Passage:
========
I have a son who is a stage manager at the Milagro Theatre. He’s there because he was a drama kid at Lincoln. His after-school activity led to his job after college. I’m a believer that we need to get our kids outside, and give kids lots of reasons to be excited about school. It might be shop class or football that keeps that kid in school and moving toward graduation.

TRIB: You have five children. Are any of them athletes?

HALES: We have a blended family of 20- and 30-somethings. Rob, our youngest, was the quarterback on the Stevenson (Wash.) High football team. All five kids played soccer for at least a while. Katelyn probably played the longest. She’s now a modern dancer, so fitness turned into her professional world.

by: TRIBUNE PHOTO: JAIME VALDEZ - Portland Mayor Charlie Hales does a plank exercise during one of his regular morning sessions at 24 Hour Fitness, as personal trainer Steven Brock checks his form.TRIB: The Portland Tribune recently ran a pair of stories on the possibility of the Oakland A’s relocating to Portland, which would require finding a suitable temporary facility and the construction of a stadium. What are your thoughts on the

subject?

HALES: I’ve always liked the idea of baseball in Portland. I went to (Triple-A Portland) Beaver games back in the day. Although I’m happy for the Timbers and Thorns, I was sorry it ended up being a zero-sum transaction in which we gave up one sport to get another.

The Portland way is that we don’t write $100 million checks to billionaires in order to get the sports we want. We didn’t have to do that with (Trail Blazers owner) Paul Allen. We didn’t have to do that with (Timbers owner) Merritt Paulson. We got a responsible deal in which a private party put up the lion’s share of the money to make a good thing happen. I’m proud of Portland for us being clear and sensible about that approach to these transactions.

When the baseball transaction comes — and I hope it’s when, not if — it needs to be that kind of deal, where we’re not asking the general public to subsidize my favorite sport or yours. But in the name of the general good, the city has skin in the game for how we make it happen. How that works, I’m not sure, but you know it when you see it. The deal with Paul Allen was a great deal for the city, and he has been a responsible partner all along.

TRIB: Except, perhaps, when he allowed the Rose Garden to go into bankruptcy in 2005, before reacquiring the arena in 2007.
========
Extracted entries:
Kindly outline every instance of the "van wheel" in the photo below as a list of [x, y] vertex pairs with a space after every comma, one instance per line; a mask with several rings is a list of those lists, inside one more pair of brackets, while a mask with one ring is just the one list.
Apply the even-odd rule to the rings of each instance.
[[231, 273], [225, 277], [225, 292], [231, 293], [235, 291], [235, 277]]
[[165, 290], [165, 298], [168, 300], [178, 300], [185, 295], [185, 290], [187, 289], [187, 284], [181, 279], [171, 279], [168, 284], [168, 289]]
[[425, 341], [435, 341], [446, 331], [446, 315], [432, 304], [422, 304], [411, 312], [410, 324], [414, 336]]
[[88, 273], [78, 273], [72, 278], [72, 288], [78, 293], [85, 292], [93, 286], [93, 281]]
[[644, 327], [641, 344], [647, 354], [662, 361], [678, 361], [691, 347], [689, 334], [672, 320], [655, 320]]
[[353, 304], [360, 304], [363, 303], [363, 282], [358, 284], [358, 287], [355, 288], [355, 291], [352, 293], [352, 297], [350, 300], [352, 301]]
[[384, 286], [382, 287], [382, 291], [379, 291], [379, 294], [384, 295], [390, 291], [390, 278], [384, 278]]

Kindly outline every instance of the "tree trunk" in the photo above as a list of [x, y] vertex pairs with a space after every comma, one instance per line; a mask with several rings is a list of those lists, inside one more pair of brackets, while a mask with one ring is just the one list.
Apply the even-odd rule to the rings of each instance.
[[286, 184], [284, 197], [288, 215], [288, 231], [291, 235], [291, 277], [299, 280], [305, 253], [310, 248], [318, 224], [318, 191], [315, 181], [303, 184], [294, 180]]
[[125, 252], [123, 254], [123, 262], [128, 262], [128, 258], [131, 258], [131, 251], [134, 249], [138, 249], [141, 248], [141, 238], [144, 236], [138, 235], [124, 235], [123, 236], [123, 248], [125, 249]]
========
Tasks to perform:
a. Copy the Hales interview from "I have a son" up to and including "moving toward graduation.".
b. Answer these questions using the Hales interview:
(i) At which theater does Hales's son work as a stage manager?
(ii) What position did Rob play on the Stevenson (Wash.) High football team?
(iii) In what year did the Rose Garden go into bankruptcy?

Results of the exercise:
a.
I have a son who is a stage manager at the Milagro Theatre. He’s there because he was a drama kid at Lincoln. His after-school activity led to his job after college. I’m a believer that we need to get our kids outside, and give kids lots of reasons to be excited about school. It might be shop class or football that keeps that kid in school and moving toward graduation.

b.
(i) The Milagro Theatre
(ii) Quarterback
(iii) 2005